書籍化とかされてるタイトルには大きく分けてだいたい二つ。
本作ではこの二つを「良いタイトル」として語る。
1. 端的でわかりやすい
2. 一本釣りできるようなタイトル
二つのどっちかを満たしていればタイトルとして問題ないといえよう。
というか、基本前者を満たしていれば、短ければ基本的に問題ない。呼びやすい・覚えやすい、印象に残るかはさておき、残しておき易いからである。
後者は、そりゃあもう見る人が二度見、三度見するようなタイトルがソレ。ダイソンじみたバキューム力があり、ヤバイものは本当にヤバイ。それだけで話題になるようなものである。
読者を楽しませる作品としては、後者のような一本釣りタイトルを用意できるのが最善である。しかし、筆者含めそういった(笑いの)才能はひねり出そうと思っても出せないものである。作者は所詮、作者の内にあるものしか出せない。
というわけで、このエッセイのタイトルはちょっと長いし、一本釣り……は出来てないよな? そのため、微妙である、と評価をする。
一方で、「悪いタイトル」。これもまた、良いタイトルの条件と同じく、いくつか存在する。
ここまで書けばわかるだろうが、「長いタイトル」がソレにあたる。なろうのデイリーランキングにももちろん存在する。
無論、長いタイトルであれど一本釣りが出来るようなものがあれば問題はないのだが…そもそも一本釣り自体が刹那的にそのタイトルに惹かれるから成立するもので、そのためには「一瞬の時間で面白い情報量を突っ込む」のが必要、すなわち「短くて面白い」というコトが重要になるのである。逆に長いと「長い」という情報だけ与えてしまい、興味をはずさせてしまうことまである。
――ていうか、ぶっちゃけこのタイプのタイトルは「寒い」のである。
俺の作品すごい!見て!面白い!こんな要素ある! ……そんな声が聞こえてきそうなくらい、無邪気なのが、大体だ。
読み上げてみればそのタイトルが寒いかそうでないかはわかると思うのだが、していないのだろうか…?
寒いと理解して、それを色にしているのであれば、別にとやかく言うまいが……。
次に悪いタイトル、それは「口語・スラング表現」「顔文字」が入っているものである。
この口語表現は普通の会話程度なら問題はないのだが、ネット会話のように「w」(笑いの意)をつけているヤツとかがいる。
= = =
タイトルの良し悪しを論じた上の引用文を、最後の一文の後から書き継いでください。

記録抜粋
= = =
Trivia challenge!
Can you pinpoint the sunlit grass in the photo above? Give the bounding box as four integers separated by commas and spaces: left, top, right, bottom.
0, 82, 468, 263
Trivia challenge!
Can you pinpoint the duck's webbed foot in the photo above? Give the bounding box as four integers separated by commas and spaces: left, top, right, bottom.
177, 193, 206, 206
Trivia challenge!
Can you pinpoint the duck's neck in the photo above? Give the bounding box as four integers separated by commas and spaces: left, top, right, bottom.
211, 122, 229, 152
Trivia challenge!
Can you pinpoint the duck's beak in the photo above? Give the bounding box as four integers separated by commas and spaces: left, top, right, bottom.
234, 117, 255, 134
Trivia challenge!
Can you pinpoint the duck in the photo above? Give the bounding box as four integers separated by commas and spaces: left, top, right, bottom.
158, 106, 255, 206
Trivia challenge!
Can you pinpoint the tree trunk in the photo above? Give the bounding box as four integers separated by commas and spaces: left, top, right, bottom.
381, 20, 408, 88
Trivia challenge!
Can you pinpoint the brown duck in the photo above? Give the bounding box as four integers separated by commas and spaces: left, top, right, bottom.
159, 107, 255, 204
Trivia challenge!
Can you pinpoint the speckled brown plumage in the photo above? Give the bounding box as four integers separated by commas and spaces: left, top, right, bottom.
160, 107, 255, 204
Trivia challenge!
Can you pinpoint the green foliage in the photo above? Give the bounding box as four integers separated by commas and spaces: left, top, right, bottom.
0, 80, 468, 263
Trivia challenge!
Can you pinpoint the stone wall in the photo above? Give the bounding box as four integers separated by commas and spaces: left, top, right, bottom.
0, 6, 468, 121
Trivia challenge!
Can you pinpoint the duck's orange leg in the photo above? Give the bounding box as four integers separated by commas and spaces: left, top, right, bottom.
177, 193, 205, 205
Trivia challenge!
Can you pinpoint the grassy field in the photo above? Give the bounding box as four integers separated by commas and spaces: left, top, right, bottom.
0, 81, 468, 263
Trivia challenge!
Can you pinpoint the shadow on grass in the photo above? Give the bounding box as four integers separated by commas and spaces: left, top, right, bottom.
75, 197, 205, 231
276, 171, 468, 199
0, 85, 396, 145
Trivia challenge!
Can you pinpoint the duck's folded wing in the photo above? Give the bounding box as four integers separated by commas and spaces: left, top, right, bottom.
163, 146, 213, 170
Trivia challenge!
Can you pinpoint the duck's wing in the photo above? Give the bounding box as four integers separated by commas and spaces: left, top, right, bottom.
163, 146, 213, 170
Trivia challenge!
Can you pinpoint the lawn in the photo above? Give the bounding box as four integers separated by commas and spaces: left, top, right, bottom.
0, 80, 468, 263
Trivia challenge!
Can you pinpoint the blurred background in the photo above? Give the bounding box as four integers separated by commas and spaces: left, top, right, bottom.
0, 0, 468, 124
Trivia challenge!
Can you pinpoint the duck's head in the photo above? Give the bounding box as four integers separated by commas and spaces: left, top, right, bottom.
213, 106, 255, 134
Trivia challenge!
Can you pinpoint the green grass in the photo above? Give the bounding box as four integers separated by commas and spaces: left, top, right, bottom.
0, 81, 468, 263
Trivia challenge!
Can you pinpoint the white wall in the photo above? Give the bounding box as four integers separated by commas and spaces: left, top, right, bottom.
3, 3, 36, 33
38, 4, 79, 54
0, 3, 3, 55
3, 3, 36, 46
= = =
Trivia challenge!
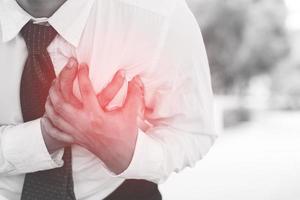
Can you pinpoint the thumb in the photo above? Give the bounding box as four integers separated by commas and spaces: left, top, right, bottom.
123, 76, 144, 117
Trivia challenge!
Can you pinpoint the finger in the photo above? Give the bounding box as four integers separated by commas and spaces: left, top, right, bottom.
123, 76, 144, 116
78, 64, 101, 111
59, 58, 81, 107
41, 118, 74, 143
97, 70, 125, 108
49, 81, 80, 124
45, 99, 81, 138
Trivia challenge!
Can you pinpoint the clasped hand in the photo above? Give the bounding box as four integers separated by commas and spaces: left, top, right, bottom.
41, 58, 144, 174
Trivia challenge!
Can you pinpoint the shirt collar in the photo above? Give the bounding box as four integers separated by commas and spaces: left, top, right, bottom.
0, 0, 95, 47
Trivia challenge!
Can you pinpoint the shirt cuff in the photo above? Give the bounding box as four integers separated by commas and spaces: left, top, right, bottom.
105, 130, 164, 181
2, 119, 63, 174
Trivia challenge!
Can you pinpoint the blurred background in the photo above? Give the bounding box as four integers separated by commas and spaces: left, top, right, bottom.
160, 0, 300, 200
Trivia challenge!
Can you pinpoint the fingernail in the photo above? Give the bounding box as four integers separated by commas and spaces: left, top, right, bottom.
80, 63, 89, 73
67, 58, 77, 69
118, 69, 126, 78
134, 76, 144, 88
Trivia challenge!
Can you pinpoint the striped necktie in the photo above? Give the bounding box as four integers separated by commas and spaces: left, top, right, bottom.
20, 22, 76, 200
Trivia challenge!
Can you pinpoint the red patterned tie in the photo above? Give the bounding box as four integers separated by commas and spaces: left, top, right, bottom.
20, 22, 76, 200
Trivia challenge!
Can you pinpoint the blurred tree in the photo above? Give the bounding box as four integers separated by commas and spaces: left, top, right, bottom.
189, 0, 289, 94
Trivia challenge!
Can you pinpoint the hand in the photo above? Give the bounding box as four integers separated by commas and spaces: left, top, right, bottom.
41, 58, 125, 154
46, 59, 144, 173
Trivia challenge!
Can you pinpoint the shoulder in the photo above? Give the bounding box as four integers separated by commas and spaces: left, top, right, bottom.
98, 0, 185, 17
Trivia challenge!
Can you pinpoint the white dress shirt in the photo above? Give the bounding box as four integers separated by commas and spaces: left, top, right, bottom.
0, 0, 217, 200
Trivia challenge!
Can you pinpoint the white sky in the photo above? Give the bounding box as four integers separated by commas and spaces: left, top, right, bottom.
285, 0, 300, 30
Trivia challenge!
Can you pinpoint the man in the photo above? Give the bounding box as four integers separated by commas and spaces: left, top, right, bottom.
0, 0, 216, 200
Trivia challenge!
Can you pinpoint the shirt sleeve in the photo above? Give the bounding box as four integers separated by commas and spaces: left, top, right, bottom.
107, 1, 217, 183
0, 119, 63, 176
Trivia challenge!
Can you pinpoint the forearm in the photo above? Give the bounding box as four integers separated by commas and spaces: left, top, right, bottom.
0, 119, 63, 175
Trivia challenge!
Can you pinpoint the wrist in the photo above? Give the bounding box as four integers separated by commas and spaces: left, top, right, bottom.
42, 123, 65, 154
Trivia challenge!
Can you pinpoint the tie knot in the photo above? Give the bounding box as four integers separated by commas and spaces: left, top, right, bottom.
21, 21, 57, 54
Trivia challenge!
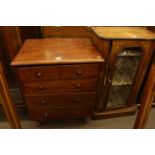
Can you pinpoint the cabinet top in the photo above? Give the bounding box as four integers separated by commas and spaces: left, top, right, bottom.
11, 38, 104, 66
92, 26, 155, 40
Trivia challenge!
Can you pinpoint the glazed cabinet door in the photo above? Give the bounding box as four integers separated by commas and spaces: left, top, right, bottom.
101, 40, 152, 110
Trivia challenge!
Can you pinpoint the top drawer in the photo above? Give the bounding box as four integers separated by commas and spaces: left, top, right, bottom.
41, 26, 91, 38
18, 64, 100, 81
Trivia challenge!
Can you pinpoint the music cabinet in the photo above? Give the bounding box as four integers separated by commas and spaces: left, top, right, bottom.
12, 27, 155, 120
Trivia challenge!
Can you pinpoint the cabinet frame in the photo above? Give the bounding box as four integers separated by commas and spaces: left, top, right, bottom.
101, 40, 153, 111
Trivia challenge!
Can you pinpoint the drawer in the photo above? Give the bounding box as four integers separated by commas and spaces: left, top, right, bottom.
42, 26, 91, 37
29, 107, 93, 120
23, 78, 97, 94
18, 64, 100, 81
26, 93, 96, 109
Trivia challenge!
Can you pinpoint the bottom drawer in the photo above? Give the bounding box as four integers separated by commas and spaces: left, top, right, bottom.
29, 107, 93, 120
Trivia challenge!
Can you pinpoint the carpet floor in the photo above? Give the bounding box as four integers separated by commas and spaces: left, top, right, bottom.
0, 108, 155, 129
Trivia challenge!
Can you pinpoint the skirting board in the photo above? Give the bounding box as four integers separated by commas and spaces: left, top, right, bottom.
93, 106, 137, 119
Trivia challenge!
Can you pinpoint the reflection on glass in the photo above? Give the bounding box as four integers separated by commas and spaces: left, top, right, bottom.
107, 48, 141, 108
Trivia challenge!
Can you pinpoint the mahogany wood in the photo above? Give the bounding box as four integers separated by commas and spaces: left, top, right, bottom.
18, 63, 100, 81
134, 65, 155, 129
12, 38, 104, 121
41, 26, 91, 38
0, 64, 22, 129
= = =
出力結果
基本的にスラング表現・顔文字は、小説では「地の文」「会話文」「説明文」全てにおいて、(その表現を目的とした使用法以外では)使っちゃあならんものである。
何でかと言うと、「さめる」からだ。
筆者の感覚で悪いが、小説は世界であり――基本的名読者はそこに対して没入し、非日常や他人の日常を楽しむことを目的とする。
そのために世界観の情報やら、感情やら、いくつかの「共感」と「ワクワク」を原動力に、どんどん世界に没入されるのであるが……そこにスラングが出てくると、一気に「現実」という名の冷や水を浴びせられるのである。
そんなもん、誰が読もうか。そういった表現が「出てきますよー」と宣言しているようなタイトルがついた小説など。
最後に悪いタイトル……これはチト旗色が違うのだが、「他のタイトルと重複・類似していること」である。
コレは最大限回避すべきであり、しかしなかなかしづらいものである。何しろなろうには大量に作品が投稿されている。それら全ての作品に対して類似でないかを確認することは不可能に近い。実際にゃランキング周辺だけ確認すればよいが、それでもだ。
――ただ、これを怠ると読者に対して「盗作疑惑」を抱かせる。
盗作。何かを作る業界の中では、必ず付いて回る問題である。最近だと五輪のウンチャラが話題になった。
この疑惑が読者に抱かれると、著しいマイナス方向の色眼鏡を提供してしまう。もちろん知っている人にしか色眼鏡は提供されないが、ひどくなると感想欄が炎上しだすし、作者のテンションゲージが青にマッハである。
ひとつ前で「流行り廃れ」について語ったが、これは逆にマイナージャンルにこそ起き易い。
メジャージャンルについては「またメジャージャンルのコピーか」と読者があきれるため、盗作という発想には届かないのである(どちらにせよマイナス色眼鏡ではあるが)。
これを回避するには実績で言い負かすか、類似ジャンルを読み込む程度しかない。
さて、良いタイトル、悪いタイトルの事例をいくつか挙げた。
まぁ何度も言うが、極論、短ければ問題ない。盗作疑惑だって長めのが駄々かぶりしているからそう思われるのであって、短ければ「ダブっても仕方ない」という考えに出来るのである。
どうしても気になるのであれば、他人にタイトルを聞かせて感想を聞くのが一番である。こういうのは自分ひとりの感性で書くから寒くなるのであって、他人の感性を借りればそのあたりは是正できる。
作者さんたちは、タイトルが独りよがりになっていないか。それを今一度確認してほしい。
相談出来る友達がいなかったら? ――感想に投げて来いよッ!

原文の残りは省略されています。